* _Okuma Parçası_:

____________

RöportajUlusal

Güçlü bir ses: Efruze…

Müzik hayatına piyona ile başlayan opera sanatçısı Efruze ile “Assolist” albümü, müzik tarzı, ülkemizde opera sanatına olan bakış açısı, oyunculuk geçmişi, müzikal kariyeri, teknolojinin müziğe olan etkisi ve çok daha fazlasına dair konuştuğumuz keyifli bir röportaj gerçekleştirdik. İşte röportajımızın detayları…

 

Merhabalar, sizi biraz daha yakından tanıyabilir miyiz?
İstanbul doğumlu baba tarafı eski İstanbullu, Göztepeli bir Kadıköy kızıyım. Eskiden Köşk olan sonradan modaya uyup maalesef apartmana dönüşen bir aile apartmanında büyüdüm. Güzel Sanatlar Lisesi’ne girmeyi çok isteyen ve hayaller kuran bir kızdım hep. Oyunlarımızda bile şarkıcı, oyuncu sanatçı hep ben olurdum. Bu hayallerin sonucunda da şimdi sizlerleyim.

____________

[Bir veri kümesinde listelenen öğeler]
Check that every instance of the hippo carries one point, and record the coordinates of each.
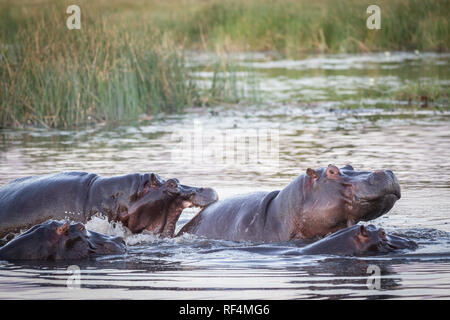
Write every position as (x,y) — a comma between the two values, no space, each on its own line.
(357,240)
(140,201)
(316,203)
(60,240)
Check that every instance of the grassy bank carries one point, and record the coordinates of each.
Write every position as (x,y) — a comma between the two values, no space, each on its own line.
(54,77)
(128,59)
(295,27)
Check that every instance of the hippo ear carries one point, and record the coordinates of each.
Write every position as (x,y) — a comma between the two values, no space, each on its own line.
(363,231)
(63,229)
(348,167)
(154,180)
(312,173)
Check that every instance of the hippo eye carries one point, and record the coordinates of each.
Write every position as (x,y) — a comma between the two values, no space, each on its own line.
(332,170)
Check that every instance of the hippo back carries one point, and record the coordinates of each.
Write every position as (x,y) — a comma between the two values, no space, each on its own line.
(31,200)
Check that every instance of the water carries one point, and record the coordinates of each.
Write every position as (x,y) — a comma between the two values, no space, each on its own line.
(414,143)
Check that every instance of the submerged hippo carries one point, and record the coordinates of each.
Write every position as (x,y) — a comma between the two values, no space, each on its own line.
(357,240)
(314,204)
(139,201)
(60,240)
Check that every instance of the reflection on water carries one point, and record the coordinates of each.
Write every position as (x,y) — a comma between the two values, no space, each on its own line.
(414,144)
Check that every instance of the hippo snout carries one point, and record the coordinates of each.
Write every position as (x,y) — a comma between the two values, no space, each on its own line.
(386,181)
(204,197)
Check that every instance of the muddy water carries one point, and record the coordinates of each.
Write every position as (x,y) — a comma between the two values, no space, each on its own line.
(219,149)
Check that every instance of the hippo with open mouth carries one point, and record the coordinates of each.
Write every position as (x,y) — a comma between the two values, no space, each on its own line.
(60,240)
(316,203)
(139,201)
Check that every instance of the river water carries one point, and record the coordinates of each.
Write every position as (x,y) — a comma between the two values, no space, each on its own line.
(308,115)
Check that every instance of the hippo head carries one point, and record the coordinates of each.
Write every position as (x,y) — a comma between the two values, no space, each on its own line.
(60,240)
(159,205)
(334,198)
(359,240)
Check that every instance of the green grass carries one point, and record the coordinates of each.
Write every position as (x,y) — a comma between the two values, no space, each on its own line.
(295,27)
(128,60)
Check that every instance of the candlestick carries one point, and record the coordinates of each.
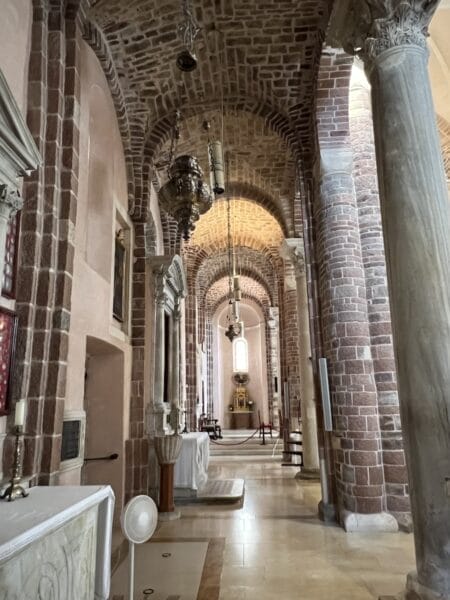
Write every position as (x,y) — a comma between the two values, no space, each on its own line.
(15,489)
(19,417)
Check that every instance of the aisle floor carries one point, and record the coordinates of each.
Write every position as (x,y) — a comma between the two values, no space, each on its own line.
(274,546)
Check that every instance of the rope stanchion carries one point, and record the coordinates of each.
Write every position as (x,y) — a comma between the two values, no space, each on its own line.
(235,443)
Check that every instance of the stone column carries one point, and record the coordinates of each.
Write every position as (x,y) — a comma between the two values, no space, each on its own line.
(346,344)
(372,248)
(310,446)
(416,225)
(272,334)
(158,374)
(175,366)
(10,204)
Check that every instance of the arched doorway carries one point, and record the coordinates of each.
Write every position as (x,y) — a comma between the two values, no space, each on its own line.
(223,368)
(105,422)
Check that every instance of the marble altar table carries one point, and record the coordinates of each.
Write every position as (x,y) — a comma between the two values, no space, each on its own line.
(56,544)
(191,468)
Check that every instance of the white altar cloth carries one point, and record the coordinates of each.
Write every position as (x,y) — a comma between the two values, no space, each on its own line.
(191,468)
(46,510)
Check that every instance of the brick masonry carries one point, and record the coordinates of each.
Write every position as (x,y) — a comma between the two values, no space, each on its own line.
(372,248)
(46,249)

____________

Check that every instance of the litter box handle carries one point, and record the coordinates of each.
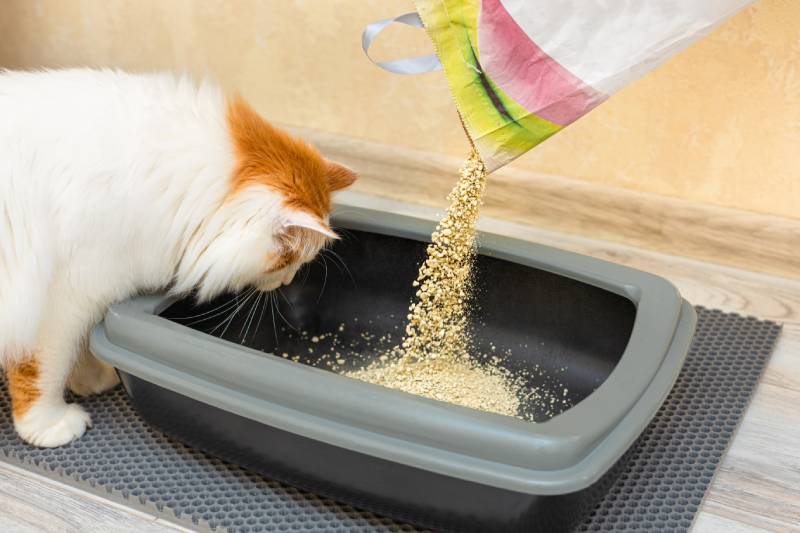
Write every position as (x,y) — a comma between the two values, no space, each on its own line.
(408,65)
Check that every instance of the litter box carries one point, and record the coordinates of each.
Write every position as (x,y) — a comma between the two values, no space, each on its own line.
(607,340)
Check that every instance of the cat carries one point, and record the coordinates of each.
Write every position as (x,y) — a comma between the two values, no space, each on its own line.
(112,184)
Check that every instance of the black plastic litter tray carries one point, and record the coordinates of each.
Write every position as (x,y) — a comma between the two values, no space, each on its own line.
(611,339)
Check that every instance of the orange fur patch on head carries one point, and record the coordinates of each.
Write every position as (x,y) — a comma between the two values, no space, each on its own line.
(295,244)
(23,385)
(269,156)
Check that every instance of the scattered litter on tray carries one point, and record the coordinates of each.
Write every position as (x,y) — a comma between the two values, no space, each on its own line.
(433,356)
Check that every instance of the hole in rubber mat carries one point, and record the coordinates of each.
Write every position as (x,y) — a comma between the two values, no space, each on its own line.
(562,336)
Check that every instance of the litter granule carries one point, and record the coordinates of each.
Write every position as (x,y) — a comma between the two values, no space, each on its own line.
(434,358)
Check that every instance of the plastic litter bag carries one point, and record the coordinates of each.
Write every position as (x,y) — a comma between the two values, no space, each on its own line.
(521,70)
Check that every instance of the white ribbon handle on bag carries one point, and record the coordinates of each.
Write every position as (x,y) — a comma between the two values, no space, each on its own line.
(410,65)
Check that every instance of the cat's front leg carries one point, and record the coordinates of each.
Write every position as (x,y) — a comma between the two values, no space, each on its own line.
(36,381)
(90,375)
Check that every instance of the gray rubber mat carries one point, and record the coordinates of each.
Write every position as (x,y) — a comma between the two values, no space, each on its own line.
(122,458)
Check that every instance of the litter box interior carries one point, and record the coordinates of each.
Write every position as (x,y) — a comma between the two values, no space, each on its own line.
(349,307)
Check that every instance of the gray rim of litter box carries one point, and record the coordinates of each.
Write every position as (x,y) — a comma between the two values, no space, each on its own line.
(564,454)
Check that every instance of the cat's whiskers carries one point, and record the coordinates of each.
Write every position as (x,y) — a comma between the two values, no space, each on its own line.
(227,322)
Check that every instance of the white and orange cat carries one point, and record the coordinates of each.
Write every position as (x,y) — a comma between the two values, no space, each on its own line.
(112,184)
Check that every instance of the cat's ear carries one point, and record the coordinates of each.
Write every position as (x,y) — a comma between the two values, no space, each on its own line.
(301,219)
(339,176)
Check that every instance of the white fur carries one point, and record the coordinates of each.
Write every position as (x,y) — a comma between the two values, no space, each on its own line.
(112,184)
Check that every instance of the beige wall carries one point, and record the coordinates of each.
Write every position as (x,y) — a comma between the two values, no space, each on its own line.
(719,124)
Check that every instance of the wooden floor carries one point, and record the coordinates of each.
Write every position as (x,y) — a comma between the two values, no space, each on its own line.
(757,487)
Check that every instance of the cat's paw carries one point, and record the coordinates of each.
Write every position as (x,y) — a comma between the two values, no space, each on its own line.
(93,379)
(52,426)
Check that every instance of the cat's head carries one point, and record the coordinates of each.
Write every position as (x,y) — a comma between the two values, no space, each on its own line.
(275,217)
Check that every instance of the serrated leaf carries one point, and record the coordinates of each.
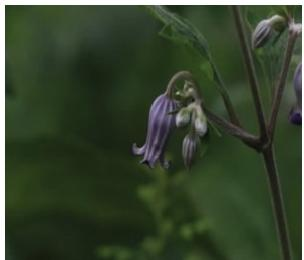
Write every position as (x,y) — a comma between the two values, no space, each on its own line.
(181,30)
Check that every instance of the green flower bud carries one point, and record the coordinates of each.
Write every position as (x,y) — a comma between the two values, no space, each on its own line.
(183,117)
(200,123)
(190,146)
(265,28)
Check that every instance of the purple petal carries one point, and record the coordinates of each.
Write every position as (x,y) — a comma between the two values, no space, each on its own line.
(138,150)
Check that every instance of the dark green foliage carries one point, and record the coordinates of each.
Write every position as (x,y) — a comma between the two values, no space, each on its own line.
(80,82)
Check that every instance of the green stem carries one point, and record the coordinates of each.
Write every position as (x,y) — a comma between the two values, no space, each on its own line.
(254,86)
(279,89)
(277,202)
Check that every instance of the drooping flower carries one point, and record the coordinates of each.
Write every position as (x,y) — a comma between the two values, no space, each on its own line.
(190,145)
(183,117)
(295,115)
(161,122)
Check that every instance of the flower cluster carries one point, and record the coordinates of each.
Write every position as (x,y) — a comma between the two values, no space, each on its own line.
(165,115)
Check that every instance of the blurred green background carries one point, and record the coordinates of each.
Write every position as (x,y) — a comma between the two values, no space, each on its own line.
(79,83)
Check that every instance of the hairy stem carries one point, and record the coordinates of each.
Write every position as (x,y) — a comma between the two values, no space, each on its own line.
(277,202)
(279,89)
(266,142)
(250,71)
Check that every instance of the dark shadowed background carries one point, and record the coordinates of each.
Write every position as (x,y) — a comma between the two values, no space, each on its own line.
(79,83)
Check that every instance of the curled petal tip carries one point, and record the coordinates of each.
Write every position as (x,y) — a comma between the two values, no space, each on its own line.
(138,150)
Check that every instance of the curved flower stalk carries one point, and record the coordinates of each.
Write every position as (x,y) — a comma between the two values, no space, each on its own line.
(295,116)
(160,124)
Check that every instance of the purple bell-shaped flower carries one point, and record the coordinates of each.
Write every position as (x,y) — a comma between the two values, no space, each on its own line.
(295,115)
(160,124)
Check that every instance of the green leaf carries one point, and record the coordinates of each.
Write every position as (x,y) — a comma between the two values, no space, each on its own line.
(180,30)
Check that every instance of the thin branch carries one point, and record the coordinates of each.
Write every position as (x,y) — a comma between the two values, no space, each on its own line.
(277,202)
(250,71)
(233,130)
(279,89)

____________

* _Yönergeler_:
a – Efruze röportajının "İstanbul doğumlu baba" ile başlayıp "da şimdi sizlerleyim." ifadesine kadar süren kısmını, "Kadıköy" yerine "Üsküdar" yazarak güncelleyip yeniden verin.
b – Efruze röportajına göre Efruze hangi okula girmeyi çok istiyordu?
c – Efruze röportajının girişinde, Efruze ile konuşulduğu belirtilen konuların hepsini sıralayın.

* _Görevlerin Çözümleri_:
a –
İstanbul doğumlu baba tarafı eski İstanbullu, Göztepeli bir Üsküdar kızıyım. Eskiden Köşk olan sonradan modaya uyup maalesef apartmana dönüşen bir aile apartmanında büyüdüm. Güzel Sanatlar Lisesi’ne girmeyi çok isteyen ve hayaller kuran bir kızdım hep. Oyunlarımızda bile şarkıcı, oyuncu sanatçı hep ben olurdum. Bu hayallerin sonucunda da şimdi sizlerleyim.

b – Güzel Sanatlar Lisesi'ne.

c –
- "Assolist" albümü
- müzik tarzı
- ülkemizde opera sanatına olan bakış açısı
- oyunculuk geçmişi
- müzikal kariyeri
- teknolojinin müziğe olan etkisi